═════ Blocco di testo
Origini della sicurezza sul lavoro
Già nel IV secolo a.c. Ippocrate si occupava del rapporto tra lavoro e malattie, insegnando ai suoi discepoli d'informarsi sempre del mestiere dei loro pazienti per meglio diagnosticare le malattie.
Nel I° secolo d.c. l'imperatore Tiberio Claudio Druso si adoperò per alleviare le condizioni degli schiavi. Gli schiavi ammalati dovevano essere considerati liberi qualora fossero guariti e se qualche padrone avesse ucciso lo schiavo sarebbe stato processato per omicidio.
Nel medioevo operavano le corporazioni di arti e mestieri che assistevano i propri associati garantendo loro cure ed assistenza.
══════════
═════ Estratti dei dati
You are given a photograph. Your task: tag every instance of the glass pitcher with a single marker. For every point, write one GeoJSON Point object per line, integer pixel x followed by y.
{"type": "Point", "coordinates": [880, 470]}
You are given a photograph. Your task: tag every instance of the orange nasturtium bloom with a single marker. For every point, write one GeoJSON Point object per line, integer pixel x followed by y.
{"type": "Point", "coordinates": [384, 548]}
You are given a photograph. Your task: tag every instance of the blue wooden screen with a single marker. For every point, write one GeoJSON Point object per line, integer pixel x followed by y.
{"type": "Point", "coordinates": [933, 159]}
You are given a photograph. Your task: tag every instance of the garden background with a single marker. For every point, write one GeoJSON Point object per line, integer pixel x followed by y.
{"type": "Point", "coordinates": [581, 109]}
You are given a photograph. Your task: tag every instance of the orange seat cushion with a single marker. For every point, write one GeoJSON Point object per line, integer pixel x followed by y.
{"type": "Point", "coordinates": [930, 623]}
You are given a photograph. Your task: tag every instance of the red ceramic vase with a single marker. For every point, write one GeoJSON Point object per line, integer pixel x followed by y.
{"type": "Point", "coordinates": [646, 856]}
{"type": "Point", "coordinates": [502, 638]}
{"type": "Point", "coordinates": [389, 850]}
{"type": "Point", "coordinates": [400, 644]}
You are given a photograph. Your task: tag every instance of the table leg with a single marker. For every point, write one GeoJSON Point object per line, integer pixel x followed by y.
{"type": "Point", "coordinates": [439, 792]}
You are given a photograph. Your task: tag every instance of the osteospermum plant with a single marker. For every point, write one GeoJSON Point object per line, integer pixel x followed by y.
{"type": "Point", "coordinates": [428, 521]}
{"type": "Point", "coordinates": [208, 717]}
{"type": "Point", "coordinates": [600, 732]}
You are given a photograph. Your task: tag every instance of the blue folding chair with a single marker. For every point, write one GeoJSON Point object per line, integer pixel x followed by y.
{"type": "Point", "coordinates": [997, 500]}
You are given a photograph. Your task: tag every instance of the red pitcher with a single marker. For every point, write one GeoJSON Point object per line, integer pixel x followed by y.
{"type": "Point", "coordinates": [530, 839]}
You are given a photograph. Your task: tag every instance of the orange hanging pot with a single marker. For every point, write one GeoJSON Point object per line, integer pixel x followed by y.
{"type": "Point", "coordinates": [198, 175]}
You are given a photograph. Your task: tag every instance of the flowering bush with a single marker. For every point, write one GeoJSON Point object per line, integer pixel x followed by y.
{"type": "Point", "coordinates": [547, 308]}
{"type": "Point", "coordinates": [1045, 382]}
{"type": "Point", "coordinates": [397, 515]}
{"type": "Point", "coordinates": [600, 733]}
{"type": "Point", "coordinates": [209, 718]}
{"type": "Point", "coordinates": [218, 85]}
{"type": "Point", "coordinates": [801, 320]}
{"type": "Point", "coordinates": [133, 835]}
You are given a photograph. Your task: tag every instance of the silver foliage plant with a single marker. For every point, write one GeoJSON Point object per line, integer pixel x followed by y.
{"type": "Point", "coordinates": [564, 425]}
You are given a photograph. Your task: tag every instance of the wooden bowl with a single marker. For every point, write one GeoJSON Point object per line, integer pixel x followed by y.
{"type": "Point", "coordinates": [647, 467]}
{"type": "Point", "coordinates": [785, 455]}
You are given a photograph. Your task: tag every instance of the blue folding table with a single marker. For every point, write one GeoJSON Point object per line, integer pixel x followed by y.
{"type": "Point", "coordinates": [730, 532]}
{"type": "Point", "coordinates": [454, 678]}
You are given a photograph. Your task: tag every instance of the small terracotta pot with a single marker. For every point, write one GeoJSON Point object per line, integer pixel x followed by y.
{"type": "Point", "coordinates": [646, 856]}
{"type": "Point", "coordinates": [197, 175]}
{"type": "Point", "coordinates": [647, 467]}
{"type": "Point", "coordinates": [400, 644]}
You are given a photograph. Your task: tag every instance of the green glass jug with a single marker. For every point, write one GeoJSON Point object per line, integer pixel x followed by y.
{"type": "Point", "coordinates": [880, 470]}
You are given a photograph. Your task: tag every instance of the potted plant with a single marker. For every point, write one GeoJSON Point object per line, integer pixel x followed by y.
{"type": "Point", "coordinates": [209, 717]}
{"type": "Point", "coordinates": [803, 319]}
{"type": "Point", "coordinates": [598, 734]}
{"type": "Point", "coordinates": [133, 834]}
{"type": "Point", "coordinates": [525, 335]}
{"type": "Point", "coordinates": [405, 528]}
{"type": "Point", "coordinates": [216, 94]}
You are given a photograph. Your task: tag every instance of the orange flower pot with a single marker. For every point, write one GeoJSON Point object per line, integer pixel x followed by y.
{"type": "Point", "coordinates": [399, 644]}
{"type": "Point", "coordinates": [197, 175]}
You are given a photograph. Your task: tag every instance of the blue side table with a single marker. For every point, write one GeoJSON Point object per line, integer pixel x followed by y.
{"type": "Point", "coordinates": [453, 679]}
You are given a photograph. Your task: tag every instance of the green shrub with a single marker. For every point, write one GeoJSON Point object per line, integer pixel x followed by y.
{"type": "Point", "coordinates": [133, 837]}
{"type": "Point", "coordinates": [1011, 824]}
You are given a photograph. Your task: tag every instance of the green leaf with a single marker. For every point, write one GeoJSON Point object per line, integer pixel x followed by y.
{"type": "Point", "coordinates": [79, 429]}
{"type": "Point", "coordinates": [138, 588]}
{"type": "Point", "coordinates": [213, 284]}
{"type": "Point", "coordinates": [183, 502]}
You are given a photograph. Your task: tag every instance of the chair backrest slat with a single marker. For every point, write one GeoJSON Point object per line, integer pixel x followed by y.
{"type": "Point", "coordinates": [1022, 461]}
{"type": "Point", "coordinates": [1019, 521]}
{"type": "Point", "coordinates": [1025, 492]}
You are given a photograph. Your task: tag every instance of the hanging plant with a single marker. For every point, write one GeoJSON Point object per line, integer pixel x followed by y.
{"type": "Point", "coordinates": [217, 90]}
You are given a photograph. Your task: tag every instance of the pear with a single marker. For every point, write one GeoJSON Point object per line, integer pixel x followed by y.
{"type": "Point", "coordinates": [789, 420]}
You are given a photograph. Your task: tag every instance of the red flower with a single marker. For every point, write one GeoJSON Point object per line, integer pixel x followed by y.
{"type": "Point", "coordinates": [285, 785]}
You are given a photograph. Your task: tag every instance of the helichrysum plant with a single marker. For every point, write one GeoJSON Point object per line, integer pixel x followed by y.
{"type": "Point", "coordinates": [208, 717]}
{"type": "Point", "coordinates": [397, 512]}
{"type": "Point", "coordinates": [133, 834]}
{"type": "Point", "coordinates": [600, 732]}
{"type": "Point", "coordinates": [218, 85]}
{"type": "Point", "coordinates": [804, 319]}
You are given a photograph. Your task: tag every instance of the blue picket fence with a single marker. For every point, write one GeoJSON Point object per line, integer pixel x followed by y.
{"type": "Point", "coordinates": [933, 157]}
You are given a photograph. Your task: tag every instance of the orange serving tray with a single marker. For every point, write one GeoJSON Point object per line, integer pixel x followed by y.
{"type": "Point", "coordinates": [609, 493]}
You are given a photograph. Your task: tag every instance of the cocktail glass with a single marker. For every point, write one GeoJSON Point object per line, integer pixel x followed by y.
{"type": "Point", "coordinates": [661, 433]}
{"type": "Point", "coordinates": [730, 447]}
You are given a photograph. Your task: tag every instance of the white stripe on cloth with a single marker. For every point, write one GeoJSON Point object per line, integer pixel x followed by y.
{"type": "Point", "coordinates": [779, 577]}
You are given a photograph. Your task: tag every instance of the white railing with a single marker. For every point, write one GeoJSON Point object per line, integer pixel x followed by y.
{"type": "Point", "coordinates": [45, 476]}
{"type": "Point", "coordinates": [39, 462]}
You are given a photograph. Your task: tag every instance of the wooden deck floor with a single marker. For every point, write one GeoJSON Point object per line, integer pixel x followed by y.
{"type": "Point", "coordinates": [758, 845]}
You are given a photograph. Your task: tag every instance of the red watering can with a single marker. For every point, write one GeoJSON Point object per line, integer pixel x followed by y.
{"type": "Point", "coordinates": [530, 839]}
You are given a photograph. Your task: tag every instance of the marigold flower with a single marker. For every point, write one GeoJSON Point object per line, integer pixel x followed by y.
══════════
* **Il tuo compito**
Scrivi il seguito del testo sulle origini della sicurezza sul lavoro, partendo subito dopo la sua ultima frase.

* **Risposta**
Nel 1556 fu pubblicato postumo il De re metallica del medico tedesco Georg Bauer (1494 - 1555), più noto come Agricola, versione latina del suo cognome. Il testo diede un contributo fondamentale alla mineralogia, alla metallurgia e alla geologia.
Nel libro è contenuto un enorme patrimonio di conoscenze in materia: sono discussi la geologia dei giacimenti, le tecniche di scavo, gli equipaggiamenti e i macchinari. In esso si analizzano gli infortuni e le malattie, ma si attribuisce all'incapacità dei lavoratori la causa degli infortuni.
Nel 1700, Bernardino Ramazzini professore di medicina all'Università di Modena e Padova, pubblicò la prima edizione del suo trattato più famoso "De Morbis Artificium Diatriba", il primo lavoro sulle malattie occupazionali.
Si recò personalmente nelle officine, investigò infatti circa 40 occupazioni descrivendo per ciascuna i rischi per la salute dei lavoratori e i possibili rimedi.
Nel '700, in Inghilterra, prenderà avvio quel processo di trasformazione radicale dell’organizzazione economica e sociale che va sotto il nome di "Rivoluzione industriale".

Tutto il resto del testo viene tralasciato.